== Material for this exercise ==

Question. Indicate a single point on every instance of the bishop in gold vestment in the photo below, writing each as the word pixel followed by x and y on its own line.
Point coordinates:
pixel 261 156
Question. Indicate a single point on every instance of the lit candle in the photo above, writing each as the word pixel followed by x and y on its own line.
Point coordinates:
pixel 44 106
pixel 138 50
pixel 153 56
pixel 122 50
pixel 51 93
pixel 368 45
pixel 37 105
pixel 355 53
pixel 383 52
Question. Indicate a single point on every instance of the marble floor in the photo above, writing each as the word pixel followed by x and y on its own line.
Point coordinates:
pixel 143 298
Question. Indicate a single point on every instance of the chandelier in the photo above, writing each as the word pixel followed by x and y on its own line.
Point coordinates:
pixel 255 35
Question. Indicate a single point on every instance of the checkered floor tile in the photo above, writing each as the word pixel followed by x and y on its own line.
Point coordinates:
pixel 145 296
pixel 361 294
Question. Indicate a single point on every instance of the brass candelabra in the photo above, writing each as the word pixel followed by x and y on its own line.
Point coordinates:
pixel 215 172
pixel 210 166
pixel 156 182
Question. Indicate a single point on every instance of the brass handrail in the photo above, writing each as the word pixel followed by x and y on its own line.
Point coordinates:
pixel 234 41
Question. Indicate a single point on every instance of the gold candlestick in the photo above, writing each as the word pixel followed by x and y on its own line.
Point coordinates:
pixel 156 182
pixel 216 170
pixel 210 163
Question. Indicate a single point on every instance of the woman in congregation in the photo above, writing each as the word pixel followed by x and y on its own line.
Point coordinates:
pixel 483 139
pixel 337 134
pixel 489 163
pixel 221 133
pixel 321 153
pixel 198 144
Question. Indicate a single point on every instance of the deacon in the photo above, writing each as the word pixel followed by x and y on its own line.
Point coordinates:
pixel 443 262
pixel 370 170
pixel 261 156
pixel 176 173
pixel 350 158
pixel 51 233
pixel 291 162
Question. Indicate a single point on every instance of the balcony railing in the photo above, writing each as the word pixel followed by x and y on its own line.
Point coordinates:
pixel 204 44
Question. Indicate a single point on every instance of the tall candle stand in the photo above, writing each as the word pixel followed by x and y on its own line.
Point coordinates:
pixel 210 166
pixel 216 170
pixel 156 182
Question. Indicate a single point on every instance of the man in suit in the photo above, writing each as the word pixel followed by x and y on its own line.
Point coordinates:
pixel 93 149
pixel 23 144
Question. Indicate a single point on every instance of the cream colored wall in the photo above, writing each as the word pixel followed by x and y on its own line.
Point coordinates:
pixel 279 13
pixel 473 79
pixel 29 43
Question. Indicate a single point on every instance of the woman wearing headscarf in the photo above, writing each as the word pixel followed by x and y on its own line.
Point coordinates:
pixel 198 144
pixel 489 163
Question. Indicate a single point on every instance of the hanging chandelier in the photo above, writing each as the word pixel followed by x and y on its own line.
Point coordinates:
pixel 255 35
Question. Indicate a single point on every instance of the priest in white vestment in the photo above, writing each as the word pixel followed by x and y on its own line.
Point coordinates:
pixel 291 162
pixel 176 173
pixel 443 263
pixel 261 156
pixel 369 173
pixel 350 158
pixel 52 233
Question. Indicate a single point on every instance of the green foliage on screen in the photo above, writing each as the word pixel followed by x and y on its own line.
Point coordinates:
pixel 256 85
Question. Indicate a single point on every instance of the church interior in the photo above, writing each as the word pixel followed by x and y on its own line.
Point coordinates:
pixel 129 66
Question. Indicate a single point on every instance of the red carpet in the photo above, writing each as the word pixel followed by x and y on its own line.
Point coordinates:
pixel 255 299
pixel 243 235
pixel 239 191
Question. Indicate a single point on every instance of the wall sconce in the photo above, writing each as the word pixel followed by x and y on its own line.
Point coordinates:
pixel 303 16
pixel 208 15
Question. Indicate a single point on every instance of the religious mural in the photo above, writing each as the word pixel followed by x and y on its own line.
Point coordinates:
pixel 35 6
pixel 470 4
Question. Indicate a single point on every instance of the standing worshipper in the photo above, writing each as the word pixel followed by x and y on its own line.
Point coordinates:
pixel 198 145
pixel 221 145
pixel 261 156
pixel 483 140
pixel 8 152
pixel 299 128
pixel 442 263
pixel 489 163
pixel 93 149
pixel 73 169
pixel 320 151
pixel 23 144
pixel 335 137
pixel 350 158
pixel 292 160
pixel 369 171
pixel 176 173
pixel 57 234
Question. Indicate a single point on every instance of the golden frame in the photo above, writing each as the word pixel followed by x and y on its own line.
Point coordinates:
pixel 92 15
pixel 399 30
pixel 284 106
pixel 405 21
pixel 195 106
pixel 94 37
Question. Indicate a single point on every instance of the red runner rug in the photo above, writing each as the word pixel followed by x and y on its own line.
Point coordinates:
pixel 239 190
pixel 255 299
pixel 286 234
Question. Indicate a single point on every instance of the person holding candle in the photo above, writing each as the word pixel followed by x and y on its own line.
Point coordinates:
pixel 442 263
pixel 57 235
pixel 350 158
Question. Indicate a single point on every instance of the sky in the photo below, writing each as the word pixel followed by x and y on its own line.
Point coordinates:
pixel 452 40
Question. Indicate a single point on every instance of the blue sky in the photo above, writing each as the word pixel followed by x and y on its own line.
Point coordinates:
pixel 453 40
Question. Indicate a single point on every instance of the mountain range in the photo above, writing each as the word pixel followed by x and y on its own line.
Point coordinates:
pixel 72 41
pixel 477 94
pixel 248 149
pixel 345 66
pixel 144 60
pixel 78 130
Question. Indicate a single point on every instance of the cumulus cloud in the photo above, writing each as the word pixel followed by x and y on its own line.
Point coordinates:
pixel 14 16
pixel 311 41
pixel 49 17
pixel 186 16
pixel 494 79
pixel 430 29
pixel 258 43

===

§ Assigned task
In full and without any edits, output the material above.

§ The completed task
Question. Indicate a single point on every instance of the bishop in gold vestment in the photo below, writing each as the word pixel followed by x and y on its own line.
Point coordinates:
pixel 261 156
Question. Indicate a single point on every instance of the lit candle in the photo above, writing each as the word pixel followed by x and y on its own line.
Point coordinates:
pixel 44 106
pixel 138 50
pixel 153 56
pixel 122 50
pixel 51 93
pixel 368 45
pixel 37 105
pixel 355 53
pixel 383 52
Question. Indicate a single point on every instance of the marble floor in the photo above, writing each as the word pixel followed by x and y on its own line.
Point coordinates:
pixel 143 298
Question. Indicate a single point on every instance of the chandelier in the photo above, writing each as the word pixel followed by x and y on its own line.
Point coordinates:
pixel 255 35
Question. Indicate a single point on every instance of the checkered floor tile in the photo above, writing each as the word pixel followed by x and y on its own line.
Point coordinates:
pixel 145 296
pixel 361 294
Question. Indicate a single point on every instance of the brass candelabra in the photo above, writing each as the word pixel followed by x and y on its own line.
Point coordinates:
pixel 215 172
pixel 210 166
pixel 156 182
Question. Indicate a single point on every instance of the brass handrail in the photo above, writing each as the word pixel followed by x and y on its own line.
Point coordinates:
pixel 234 41
Question. Indicate a single point on every instance of the gold candlestick in the photo above, writing each as the word pixel followed by x and y on its own line.
Point coordinates:
pixel 156 182
pixel 216 170
pixel 210 163
Question. Indicate a single point on every instance of the woman in congregation in the photo above, writing each as the word pixel followed by x and y on its own line.
Point coordinates:
pixel 483 139
pixel 337 134
pixel 489 163
pixel 221 133
pixel 321 153
pixel 198 144
Question. Indicate a single point on every instance of the deacon in the photo above, writing each as the word pixel followed by x and y on its own line.
Point coordinates:
pixel 443 262
pixel 370 170
pixel 261 156
pixel 176 173
pixel 350 158
pixel 51 233
pixel 291 162
Question. Indicate a single point on every instance of the balcony railing in the photo above, writing each as the word pixel followed by x and y on its own line.
Point coordinates:
pixel 204 44
Question. Indicate a single point on every instance of the tall candle stand in the photo above, writing each as the word pixel followed by x and y on its own line.
Point coordinates:
pixel 210 166
pixel 216 170
pixel 156 182
Question. Indicate a single point on every instance of the man in suit in the photo above, writing each as the word pixel followed by x and y on its own line.
Point coordinates:
pixel 93 149
pixel 23 144
Question. Indicate a single point on every instance of the cream colored wall in the photo above, writing each as the word pixel followed by x and y on its own line.
Point coordinates:
pixel 279 13
pixel 473 79
pixel 29 43
Question. Indicate a single point on every instance of the woman wearing headscarf in the photo above, writing each as the word pixel followed by x and y on its own line.
Point coordinates:
pixel 198 144
pixel 489 163
Question. Indicate a single point on every instance of the hanging chandelier in the photo above, writing each as the word pixel followed by x and y on its own line.
Point coordinates:
pixel 255 35
Question. Indicate a single point on every instance of the priest in white vestment in the photo above, writing each as the word pixel followed by x and y on its own line.
Point coordinates:
pixel 291 162
pixel 176 173
pixel 443 263
pixel 261 156
pixel 369 173
pixel 350 158
pixel 52 233
Question. Indicate a single point on every instance of the green foliage on screen in the photo above, writing each as the word pixel followed by x and y on its own line.
Point coordinates:
pixel 256 85
Question. Indicate a single point on every instance of the church interior in the photo above, writing each as the word pixel followed by x and y on its own line.
Point coordinates:
pixel 129 66
Question. Indicate a single point on every instance of the red carpet in the photo above, writing each as the word pixel followed by x and y on its own line.
Point coordinates:
pixel 255 299
pixel 243 235
pixel 239 191
Question. Indicate a single point on every instance of the wall sconce in the photo above, writing each as the word pixel followed by x and y on its own line.
Point coordinates:
pixel 303 16
pixel 208 15
Question. Indicate a single point on every instance of the religious mural in the photo above, writing each as the word pixel followed by x and y on its own line.
Point coordinates:
pixel 35 6
pixel 470 4
Question. Indicate a single point on every instance of the standing worshipper in the photo above, writing each as the word pixel followed by x and y on its own line.
Point coordinates:
pixel 198 145
pixel 221 145
pixel 261 156
pixel 483 140
pixel 8 152
pixel 299 128
pixel 442 263
pixel 489 163
pixel 93 149
pixel 73 169
pixel 320 151
pixel 23 144
pixel 335 137
pixel 350 158
pixel 292 160
pixel 369 171
pixel 176 173
pixel 57 234
Question. Indicate a single point on every instance of the golden frame in the photo above, writing each as the word pixel followed by x and y on its own line.
Point coordinates:
pixel 92 15
pixel 399 30
pixel 284 106
pixel 405 21
pixel 195 106
pixel 94 37
Question. Indicate a single point on every instance of the red runner rug in the photo above, writing each as the word pixel followed by x and y on its own line.
Point coordinates:
pixel 239 190
pixel 255 299
pixel 286 234
Question. Indicate a single point on every instance of the person holding candle in the photo above, writing each as the word pixel followed by x and y on its own line.
Point coordinates:
pixel 442 263
pixel 57 235
pixel 350 158
Question. Indicate a single point on every instance of the sky in the photo below, writing each as the word pixel followed by x and y on its own line.
Point coordinates:
pixel 452 40
Question. Indicate a single point on every instance of the blue sky in the photo above, writing each as the word pixel followed by x and y on its own line.
Point coordinates:
pixel 453 40
Question. Indicate a single point on every instance of the mountain range in the photo above, writing each as the word pixel followed by x and y on its own line.
Point coordinates:
pixel 72 41
pixel 477 94
pixel 248 149
pixel 345 66
pixel 144 60
pixel 78 130
Question. Indicate a single point on every instance of the cumulus cloud in the photo above, writing each as the word pixel followed by x and y on its own line.
Point coordinates:
pixel 14 16
pixel 311 41
pixel 49 17
pixel 186 16
pixel 494 79
pixel 430 29
pixel 258 43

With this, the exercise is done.